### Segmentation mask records
= Beginning of Section =

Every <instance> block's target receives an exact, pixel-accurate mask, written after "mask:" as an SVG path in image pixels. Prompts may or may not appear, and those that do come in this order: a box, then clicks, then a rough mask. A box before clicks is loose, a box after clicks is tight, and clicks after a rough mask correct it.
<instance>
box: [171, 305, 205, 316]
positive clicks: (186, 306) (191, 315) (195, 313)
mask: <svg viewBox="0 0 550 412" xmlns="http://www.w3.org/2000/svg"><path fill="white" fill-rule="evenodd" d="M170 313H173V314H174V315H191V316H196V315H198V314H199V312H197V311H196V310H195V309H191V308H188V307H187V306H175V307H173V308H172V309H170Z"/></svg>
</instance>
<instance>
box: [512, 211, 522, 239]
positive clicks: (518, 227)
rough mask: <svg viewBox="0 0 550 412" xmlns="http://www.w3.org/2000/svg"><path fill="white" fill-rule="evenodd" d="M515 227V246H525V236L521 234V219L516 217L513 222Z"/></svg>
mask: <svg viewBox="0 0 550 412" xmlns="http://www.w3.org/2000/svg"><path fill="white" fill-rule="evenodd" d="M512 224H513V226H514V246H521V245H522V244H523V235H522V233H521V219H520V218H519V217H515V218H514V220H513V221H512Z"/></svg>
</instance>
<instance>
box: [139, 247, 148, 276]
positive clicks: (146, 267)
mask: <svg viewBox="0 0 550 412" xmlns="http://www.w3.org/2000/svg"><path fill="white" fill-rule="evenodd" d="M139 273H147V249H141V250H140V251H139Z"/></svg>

= End of Section =

### THE TASK
Which lines of the records above contain the string "positive"? List every one of them in full.

### ANSWER BOX
positive clicks: (186, 306) (191, 315) (195, 313)
positive clicks: (518, 227)
positive clicks: (146, 267)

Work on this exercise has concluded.